▶ [The input]
═══
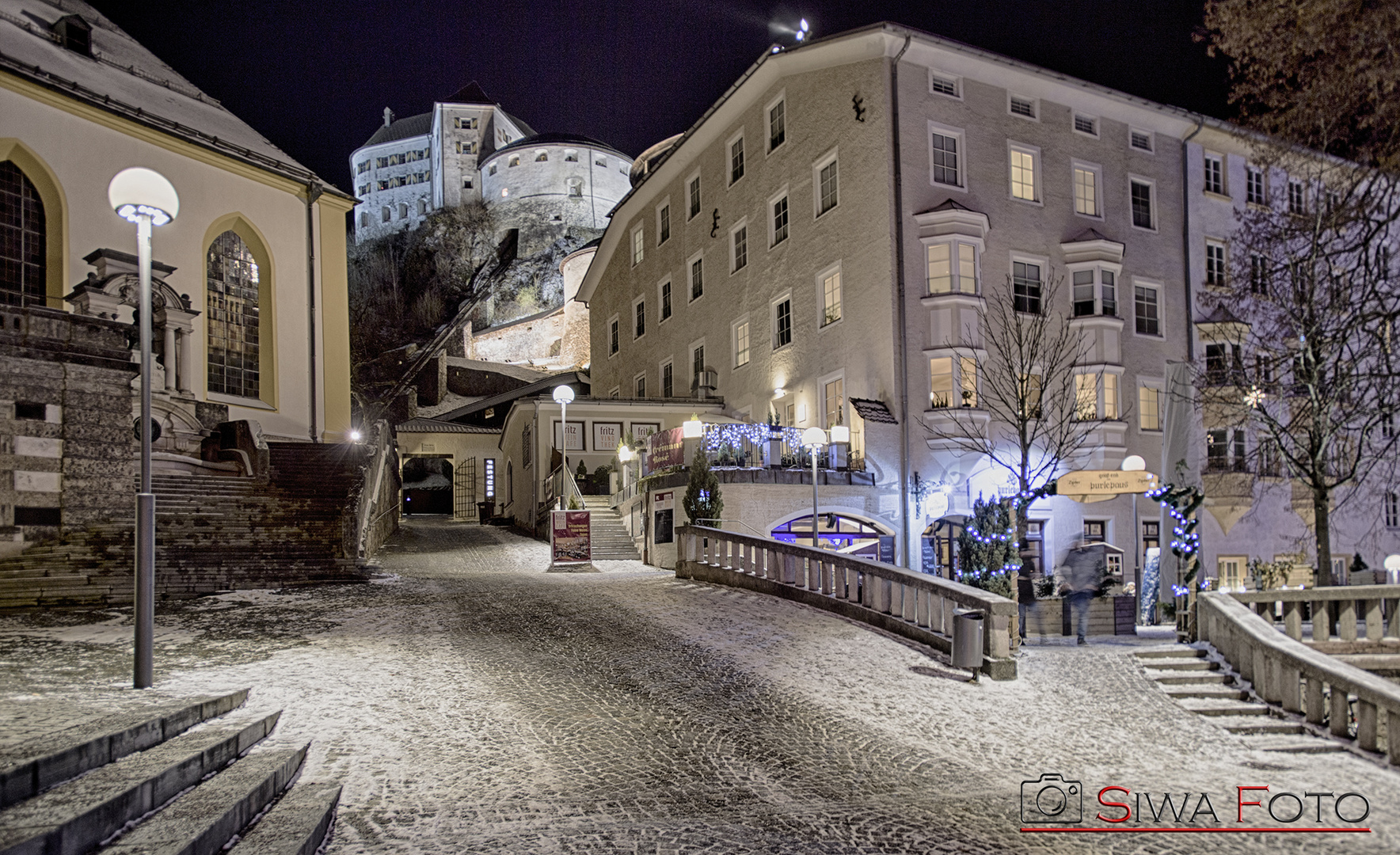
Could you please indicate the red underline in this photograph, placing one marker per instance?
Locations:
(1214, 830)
═══
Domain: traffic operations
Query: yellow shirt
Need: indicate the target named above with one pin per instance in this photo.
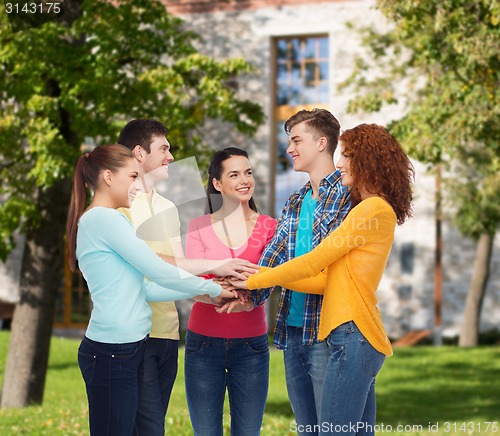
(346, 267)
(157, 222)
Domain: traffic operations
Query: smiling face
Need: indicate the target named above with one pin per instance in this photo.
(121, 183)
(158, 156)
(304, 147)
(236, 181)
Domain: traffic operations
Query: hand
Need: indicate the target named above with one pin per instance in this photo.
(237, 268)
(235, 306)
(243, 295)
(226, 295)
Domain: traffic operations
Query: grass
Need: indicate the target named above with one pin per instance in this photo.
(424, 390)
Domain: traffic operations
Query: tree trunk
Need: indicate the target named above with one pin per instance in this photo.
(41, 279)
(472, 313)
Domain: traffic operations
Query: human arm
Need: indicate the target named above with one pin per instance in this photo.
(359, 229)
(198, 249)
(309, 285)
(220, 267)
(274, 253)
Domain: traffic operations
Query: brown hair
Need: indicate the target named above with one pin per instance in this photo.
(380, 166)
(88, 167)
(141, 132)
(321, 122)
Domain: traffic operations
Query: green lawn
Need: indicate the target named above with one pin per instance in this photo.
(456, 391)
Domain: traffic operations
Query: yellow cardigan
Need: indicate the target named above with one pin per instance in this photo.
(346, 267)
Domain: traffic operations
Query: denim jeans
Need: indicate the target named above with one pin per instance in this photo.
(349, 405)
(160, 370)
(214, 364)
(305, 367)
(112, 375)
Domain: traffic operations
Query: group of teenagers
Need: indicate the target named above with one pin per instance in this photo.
═══
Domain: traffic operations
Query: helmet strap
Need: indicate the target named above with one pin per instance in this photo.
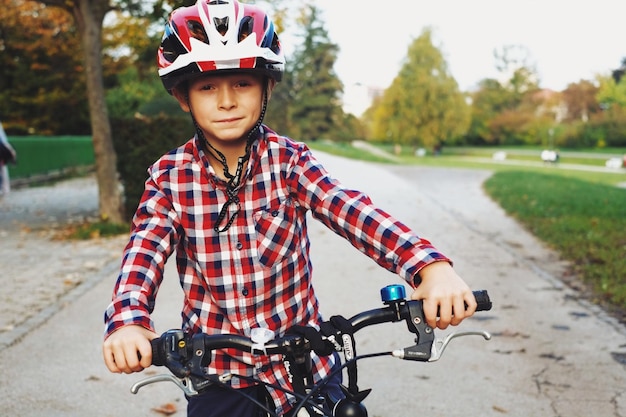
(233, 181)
═══
▶ [What you need to do] Revise the stretch from the line containing "Could you please" through the line containing "(1214, 830)" so that "red underline" reads "blue underline", keeping everything else the same. Return only those lines.

▶ [Full solution]
Could you please indicate the blue underline in this photograph, placing one marker per instance?
Locations:
(1214, 830)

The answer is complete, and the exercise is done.